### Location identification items
Begin

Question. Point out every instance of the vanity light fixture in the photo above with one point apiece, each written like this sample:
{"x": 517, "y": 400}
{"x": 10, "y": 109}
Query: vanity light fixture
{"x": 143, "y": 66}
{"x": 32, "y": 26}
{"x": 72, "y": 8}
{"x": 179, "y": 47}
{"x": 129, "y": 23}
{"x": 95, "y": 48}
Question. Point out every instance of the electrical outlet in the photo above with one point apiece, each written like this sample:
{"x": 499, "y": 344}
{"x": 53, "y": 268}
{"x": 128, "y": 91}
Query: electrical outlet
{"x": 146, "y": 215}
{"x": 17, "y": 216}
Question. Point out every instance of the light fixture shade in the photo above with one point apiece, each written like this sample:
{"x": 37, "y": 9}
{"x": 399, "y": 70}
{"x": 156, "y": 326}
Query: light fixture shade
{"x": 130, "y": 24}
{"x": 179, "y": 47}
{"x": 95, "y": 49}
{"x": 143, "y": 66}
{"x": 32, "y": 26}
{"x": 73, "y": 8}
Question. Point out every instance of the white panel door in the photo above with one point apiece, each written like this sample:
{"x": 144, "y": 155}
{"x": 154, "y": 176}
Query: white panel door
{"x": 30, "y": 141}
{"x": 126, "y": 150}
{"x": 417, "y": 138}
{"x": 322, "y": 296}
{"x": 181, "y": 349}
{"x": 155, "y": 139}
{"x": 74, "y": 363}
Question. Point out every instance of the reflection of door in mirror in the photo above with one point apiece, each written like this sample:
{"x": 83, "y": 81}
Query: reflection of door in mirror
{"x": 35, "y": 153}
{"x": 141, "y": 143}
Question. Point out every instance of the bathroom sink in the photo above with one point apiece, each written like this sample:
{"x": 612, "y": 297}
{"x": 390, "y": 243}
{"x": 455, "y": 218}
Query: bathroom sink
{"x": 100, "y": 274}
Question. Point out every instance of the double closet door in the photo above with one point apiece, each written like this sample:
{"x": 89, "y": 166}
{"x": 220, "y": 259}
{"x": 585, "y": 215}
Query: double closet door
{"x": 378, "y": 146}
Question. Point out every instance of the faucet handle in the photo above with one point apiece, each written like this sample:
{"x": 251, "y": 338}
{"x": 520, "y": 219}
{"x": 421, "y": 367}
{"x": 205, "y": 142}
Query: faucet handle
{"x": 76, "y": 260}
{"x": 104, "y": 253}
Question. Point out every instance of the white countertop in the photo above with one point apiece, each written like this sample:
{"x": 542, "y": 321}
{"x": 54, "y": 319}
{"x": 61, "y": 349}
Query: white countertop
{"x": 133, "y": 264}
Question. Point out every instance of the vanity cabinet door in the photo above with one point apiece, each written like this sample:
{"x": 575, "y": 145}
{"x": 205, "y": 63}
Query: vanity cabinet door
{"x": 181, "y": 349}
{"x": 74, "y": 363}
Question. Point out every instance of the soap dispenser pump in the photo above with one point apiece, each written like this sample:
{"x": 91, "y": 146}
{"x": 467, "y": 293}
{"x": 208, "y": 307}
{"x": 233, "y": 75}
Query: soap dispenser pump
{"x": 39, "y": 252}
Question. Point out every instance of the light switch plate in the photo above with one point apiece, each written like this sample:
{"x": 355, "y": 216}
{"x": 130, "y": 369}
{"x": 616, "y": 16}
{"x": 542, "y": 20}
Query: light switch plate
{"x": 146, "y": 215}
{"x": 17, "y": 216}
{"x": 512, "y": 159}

End
Begin

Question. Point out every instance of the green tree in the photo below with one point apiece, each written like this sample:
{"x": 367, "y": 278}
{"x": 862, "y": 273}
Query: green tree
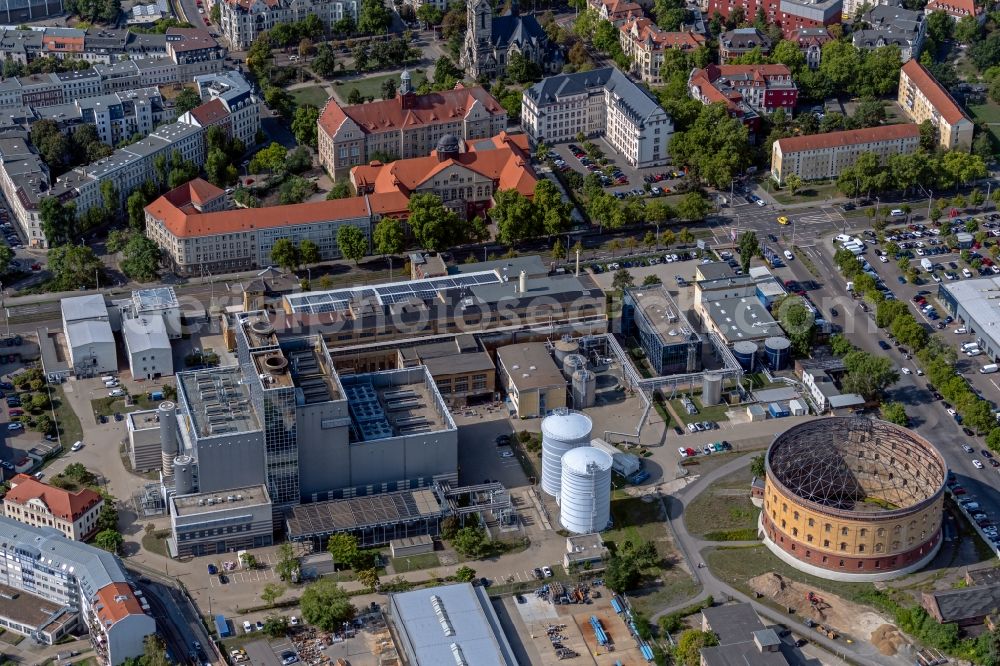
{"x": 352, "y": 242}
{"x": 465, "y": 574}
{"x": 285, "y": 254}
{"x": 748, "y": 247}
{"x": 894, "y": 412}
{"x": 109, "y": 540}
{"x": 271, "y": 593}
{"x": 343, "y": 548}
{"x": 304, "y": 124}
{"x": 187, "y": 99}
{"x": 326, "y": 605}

End

Please find every line in the rows above that contains the word "panel" and copy each one.

### Final result
Question. Point out every instance of the white panel door in the photo above with one point apiece, each written like this sample:
Query: white panel door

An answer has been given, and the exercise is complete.